What to produce:
Return the records below character for character.

Listed entries Start Marker

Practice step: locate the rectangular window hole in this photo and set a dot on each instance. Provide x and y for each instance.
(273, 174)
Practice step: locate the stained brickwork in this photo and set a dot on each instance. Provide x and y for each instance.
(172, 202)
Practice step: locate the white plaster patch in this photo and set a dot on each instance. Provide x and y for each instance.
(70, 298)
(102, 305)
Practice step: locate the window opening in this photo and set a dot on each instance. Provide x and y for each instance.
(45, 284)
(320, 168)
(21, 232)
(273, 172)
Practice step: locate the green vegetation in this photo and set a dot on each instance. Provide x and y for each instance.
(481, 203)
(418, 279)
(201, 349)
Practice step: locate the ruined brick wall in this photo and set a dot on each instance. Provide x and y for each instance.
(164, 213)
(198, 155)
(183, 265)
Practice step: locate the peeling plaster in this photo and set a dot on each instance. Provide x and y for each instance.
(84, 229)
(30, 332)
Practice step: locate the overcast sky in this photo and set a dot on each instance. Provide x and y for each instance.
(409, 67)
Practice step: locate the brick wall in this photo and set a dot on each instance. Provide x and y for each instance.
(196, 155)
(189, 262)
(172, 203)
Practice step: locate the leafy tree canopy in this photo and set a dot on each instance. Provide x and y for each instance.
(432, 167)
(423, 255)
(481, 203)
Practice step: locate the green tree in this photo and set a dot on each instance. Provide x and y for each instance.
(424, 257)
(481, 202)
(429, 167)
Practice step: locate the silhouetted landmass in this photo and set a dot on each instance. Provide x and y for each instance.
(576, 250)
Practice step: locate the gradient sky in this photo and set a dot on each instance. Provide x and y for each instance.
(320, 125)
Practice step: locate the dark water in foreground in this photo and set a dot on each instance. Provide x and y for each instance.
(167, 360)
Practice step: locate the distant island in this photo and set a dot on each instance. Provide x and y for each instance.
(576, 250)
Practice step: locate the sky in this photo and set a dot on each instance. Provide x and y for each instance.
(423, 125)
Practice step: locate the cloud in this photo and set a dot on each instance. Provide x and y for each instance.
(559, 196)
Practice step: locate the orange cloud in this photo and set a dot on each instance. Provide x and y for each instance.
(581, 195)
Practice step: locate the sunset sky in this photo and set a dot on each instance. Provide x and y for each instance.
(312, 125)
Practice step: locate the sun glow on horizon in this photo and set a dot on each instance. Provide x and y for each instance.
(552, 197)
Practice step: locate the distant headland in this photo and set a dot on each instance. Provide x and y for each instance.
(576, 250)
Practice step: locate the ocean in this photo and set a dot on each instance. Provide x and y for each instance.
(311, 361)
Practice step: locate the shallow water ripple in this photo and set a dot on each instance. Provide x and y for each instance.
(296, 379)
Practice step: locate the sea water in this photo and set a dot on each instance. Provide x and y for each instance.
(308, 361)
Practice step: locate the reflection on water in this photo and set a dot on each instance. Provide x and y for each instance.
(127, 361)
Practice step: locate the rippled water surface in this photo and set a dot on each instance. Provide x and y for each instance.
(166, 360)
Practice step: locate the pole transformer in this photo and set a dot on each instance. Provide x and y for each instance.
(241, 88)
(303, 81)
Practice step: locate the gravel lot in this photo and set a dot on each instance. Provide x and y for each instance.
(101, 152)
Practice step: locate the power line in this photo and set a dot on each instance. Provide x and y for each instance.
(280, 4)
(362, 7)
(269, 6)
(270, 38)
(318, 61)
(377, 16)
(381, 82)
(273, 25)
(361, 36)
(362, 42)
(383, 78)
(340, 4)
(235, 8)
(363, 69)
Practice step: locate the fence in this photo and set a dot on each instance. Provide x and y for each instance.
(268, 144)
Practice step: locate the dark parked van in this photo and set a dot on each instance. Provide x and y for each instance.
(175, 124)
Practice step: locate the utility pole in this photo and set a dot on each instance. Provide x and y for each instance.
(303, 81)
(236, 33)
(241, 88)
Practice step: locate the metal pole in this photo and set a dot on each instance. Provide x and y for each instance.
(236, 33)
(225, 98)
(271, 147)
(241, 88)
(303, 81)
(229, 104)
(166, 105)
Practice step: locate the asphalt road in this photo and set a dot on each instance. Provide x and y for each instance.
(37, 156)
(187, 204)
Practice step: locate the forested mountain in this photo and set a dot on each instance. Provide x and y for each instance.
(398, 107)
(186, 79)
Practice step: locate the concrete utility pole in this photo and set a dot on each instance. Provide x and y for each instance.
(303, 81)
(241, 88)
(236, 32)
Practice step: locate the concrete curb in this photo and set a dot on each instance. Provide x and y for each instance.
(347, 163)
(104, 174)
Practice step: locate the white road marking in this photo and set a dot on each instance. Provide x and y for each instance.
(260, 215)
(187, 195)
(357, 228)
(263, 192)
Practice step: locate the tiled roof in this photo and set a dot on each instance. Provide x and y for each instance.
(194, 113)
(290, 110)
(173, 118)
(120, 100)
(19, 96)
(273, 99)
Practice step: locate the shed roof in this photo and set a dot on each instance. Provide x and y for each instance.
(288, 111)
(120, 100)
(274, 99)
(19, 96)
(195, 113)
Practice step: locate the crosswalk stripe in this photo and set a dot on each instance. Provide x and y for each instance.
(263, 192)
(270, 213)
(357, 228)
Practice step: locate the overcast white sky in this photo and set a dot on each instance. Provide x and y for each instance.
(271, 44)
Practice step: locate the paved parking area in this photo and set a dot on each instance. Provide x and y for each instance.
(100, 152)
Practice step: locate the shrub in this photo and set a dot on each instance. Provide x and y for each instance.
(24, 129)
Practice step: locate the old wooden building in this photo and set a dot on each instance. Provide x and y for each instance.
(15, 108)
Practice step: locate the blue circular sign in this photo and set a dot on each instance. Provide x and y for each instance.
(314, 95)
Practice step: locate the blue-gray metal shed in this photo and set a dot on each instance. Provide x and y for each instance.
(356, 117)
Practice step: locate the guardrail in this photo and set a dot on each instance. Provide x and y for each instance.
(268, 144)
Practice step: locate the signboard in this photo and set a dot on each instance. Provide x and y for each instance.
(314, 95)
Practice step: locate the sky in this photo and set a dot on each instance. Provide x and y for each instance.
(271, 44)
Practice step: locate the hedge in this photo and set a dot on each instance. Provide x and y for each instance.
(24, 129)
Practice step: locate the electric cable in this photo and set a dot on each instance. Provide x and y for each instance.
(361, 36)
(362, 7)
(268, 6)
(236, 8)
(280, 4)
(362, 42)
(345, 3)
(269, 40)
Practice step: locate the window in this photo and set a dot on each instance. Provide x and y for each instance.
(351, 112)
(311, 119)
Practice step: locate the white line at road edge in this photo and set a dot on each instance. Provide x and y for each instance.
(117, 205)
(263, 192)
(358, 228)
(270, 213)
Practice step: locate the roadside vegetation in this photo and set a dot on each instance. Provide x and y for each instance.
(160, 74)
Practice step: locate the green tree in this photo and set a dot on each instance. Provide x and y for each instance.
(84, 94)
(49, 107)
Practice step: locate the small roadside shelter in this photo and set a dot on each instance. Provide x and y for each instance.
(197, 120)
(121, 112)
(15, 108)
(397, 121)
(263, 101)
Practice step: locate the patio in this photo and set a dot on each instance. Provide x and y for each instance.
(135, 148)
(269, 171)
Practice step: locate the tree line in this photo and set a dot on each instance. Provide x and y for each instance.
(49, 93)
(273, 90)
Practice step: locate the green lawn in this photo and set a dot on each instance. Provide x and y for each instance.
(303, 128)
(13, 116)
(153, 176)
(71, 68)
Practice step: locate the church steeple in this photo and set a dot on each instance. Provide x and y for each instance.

Listed entries End Marker

Answer area:
Practice step: locate the rectangular window hole in this photo and set a dot on each instance. Provide x and y for each instance.
(273, 174)
Practice step: locate the stained brickwork in this photo and set a dot on each instance. Provide x and y for each instance.
(172, 202)
Practice step: locate the white plaster patch in this photo and set a dot on each instance. Provide x and y for each instance.
(70, 298)
(102, 305)
Practice step: locate the window opening in this photo and set a dot on each instance. Provide x and y for each instance.
(45, 284)
(320, 168)
(21, 232)
(273, 172)
Practice step: locate the green vegetation in this photo and set a dot on each instance. Provide x and y for each instance.
(481, 203)
(418, 279)
(201, 349)
Practice step: locate the ruined brick wall in this photo and set a dot on each instance. Provide x and y for each instance.
(164, 213)
(198, 155)
(183, 265)
Practice step: locate the peeling plaster in this photo and set a dot on each instance. Provide x and y for each instance.
(84, 229)
(30, 332)
Practice step: locate the overcast sky in this photo and set a dot on each instance. Provide x and y for each instance.
(409, 67)
Practice step: locate the brick wall in this photo and set a dot on each instance. Provide x and y for each instance.
(196, 155)
(189, 262)
(172, 203)
Practice step: locate the leafy tree canopy in this photo and set a dot on each instance. Provide x and y for each instance.
(432, 167)
(423, 255)
(481, 203)
Practice step: locate the green tree in this photo and set a dot on each instance. Provide x and y for each instance.
(424, 257)
(481, 202)
(429, 167)
Practice step: locate the silhouetted landmass in this photo and set a dot on each instance. Provide x and y for each instance.
(576, 250)
Practice step: locate the gradient sky in this photo and set a dot on each instance. Provide x and y for each instance.
(320, 125)
Practice step: locate the dark water in foreground in this photo and set a dot on each instance. Provide x and y for each instance.
(167, 360)
Practice step: locate the distant island in this photo and set a dot on each instance. Provide x and y for each instance.
(576, 250)
Practice step: locate the sky in this photo and set a dot on each instance. Provide x and y for each instance.
(423, 125)
Practice step: locate the cloud in this photo and set a dot on each instance. Provide x and y for each instance.
(559, 196)
Practice step: locate the orange cloud in this photo and set a dot on each instance. Provide x and y for each instance.
(581, 195)
Practice step: locate the sunset sky in this photo and set a dot on each instance. Provide x and y for each instance.
(312, 125)
Practice step: locate the sun glow on horizon in this photo and set a dot on each instance. Provide x and y for each instance.
(552, 197)
Practice step: locate the distant headland in this photo and set a dot on each instance. Provide x and y for each instance.
(576, 250)
Practice step: locate the ocean in this photo and set a dot on each instance. Provide x and y for each instance.
(311, 361)
Practice step: locate the shallow water ripple in this photo and set a dot on each instance. Provide x and y for each instance.
(296, 379)
Practice step: locate the sea water in this photo and set a dot on each instance. Provide x and y for each instance.
(308, 361)
Practice step: locate the reflection on water in this photo and set a dot on each instance. Provide x and y for each instance.
(127, 361)
Practice step: locate the rippled water surface in this photo and set a dot on each instance. Provide x and y for each instance.
(166, 360)
Practice step: locate the pole transformer in this photo and set a dot on each instance. Provide x and y for each instance.
(241, 88)
(303, 81)
Practice step: locate the gravel lot in this photo and set a dot on each instance. Provide x and y for each instance.
(101, 152)
Practice step: locate the power line in this photo and set a dot on each instance. Provide x and y for each instance.
(280, 4)
(362, 7)
(269, 6)
(270, 38)
(318, 61)
(377, 16)
(381, 82)
(273, 25)
(361, 36)
(362, 42)
(383, 78)
(340, 4)
(235, 8)
(363, 69)
Practice step: locate the fence in this photo and set a dot on each instance. Provide x and y for each instance.
(268, 144)
Practice step: locate the dark parked van in this photo and set a dot on each instance. Provide x and y for each instance.
(175, 124)
Practice step: locate the utility pole in this photo and set a dot on each instance. Provide x and y for each instance.
(303, 81)
(236, 33)
(241, 88)
Practice step: locate the metal pole in this photo and set a dot on each instance. Provide x and y for each instance.
(236, 33)
(225, 98)
(271, 147)
(241, 88)
(303, 81)
(229, 104)
(166, 105)
Practice step: locate the asphalt road in this photo and set a dot on each instance. Provide x and y for each instance.
(37, 156)
(187, 204)
Practice step: locate the forested mountain in this photo and set a dot on each instance. Provide x and y for each instance.
(398, 107)
(186, 79)
Practice step: locate the concrete utility pole in this photo and set a dot on each instance. Provide x and y for each instance.
(303, 81)
(241, 88)
(236, 32)
Practice step: locate the concrete curb in this photo and set a dot on each instance. Provide x and y for each instance.
(347, 163)
(104, 174)
Practice step: locate the white road marking in this photo and set a dot on each instance. Provide x and y for each instance.
(260, 215)
(187, 195)
(357, 228)
(263, 192)
Practice step: locate the tiled roof in this photo and set a dot on each instance. Provide x and y for each instance.
(194, 113)
(290, 110)
(173, 118)
(120, 100)
(19, 96)
(273, 99)
Practice step: locate the shed roof in this photo and set a dot on each instance. Provide x and y for each instance.
(288, 111)
(120, 100)
(274, 99)
(19, 96)
(195, 113)
Practice step: locate the crosswalk stripe in this photo and set a dot on each instance. Provide x and y for each instance.
(263, 192)
(270, 213)
(357, 228)
Practice step: locate the overcast white sky in this photo and set a dot on each instance. Provide x and y for each instance.
(271, 44)
Practice step: locate the paved parking area in this photo and set a dot on each instance. Provide x and y for each instance.
(100, 152)
Practice step: locate the shrub in this photo and set a dot on each instance. Provide x and y for each instance.
(24, 129)
Practice step: locate the old wooden building in this photo and set a dot on each instance. Provide x and y for each instance.
(15, 108)
Practice step: locate the blue circular sign in this photo and set a dot on each instance. Provide x and y for each instance.
(314, 95)
Practice step: locate the blue-gray metal shed in this photo and set a dot on each instance. Provide x and y for each instance.
(356, 117)
Practice step: locate the guardrail in this photo and set a dot on each instance. Provide x and y for each instance.
(268, 144)
Practice step: locate the signboard in this photo and set a dot on each instance. Provide x and y for each instance.
(314, 95)
Practice step: locate the sky in this photo and set a dot on each instance. Provide x and y for each instance.
(271, 44)
Practice step: locate the hedge in this photo and set a dot on each instance. Provide x and y for each instance.
(24, 129)
Practice step: locate the electric cable in this photo and set a dot on each instance. Provide x and y for each instance.
(361, 36)
(362, 7)
(268, 6)
(236, 8)
(280, 4)
(362, 42)
(345, 3)
(269, 40)
Practice step: locate the window in this photo and set a dot on each instance. Provide x and y for each instance.
(351, 112)
(311, 119)
Practice step: locate the white line at road edge in this photo and set a dot on each instance. Provide x and y for each instance.
(117, 205)
(263, 192)
(358, 228)
(270, 213)
Practice step: locate the roadside vegetation in this photo and set a dot on each instance. Provide x and y for each instance.
(160, 74)
Practice step: locate the green tree in this photo and set a dot on each instance. Provide x and y for each instance.
(84, 94)
(49, 107)
Practice step: locate the small roadside shelter in this photo and set a dot on each instance. Provide x and y for each instance.
(197, 120)
(121, 112)
(15, 108)
(397, 121)
(263, 101)
Practice step: locate the patio in this photo and set a dot on each instance. Provide x and y for each instance.
(135, 148)
(269, 171)
Practice step: locate the tree line in this photo and set a dot on each instance. Provide x and y for each instance.
(49, 93)
(273, 90)
Practice step: locate the green lawn in this photo and set a dot on each instance. Provide x and y for each instance.
(303, 128)
(13, 116)
(153, 176)
(71, 68)
Practice step: locate the church steeple in this photo and set a dot on each instance. Provide x and y for each instance.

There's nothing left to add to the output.